── RECORDS SHOWN ──

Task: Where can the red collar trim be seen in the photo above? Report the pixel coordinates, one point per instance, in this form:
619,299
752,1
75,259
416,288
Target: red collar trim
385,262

───

## ASSIGNMENT:
Repeat the entries above exactly, leaving nothing out.

## EXERCISE ANSWER:
Task: Where can the red collar trim be seen in the photo above? Report the pixel coordinates, one point per instance, in this form:
619,299
752,1
75,259
416,288
Target: red collar trim
385,262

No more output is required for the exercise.